SUPPLIED RECORDS:
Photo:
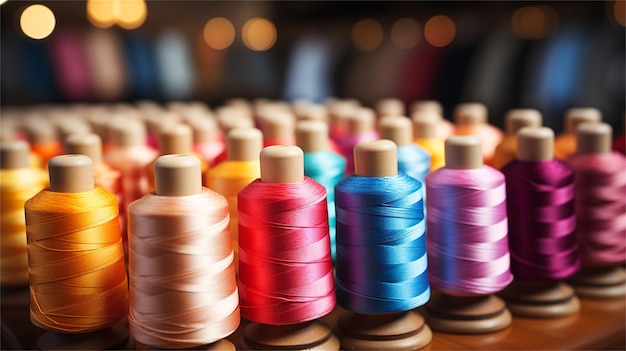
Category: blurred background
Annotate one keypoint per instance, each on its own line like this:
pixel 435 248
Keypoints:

EXERCISE INSTRUCTIONS: The response must consist solely of the lines from the one with "Annotate one keypoint" through the end of the listing above, copied exactly; please include the first and the last.

EXERCISE RESULT:
Annotate one keypoint per instance, each on its own line like this:
pixel 435 248
Keypoints:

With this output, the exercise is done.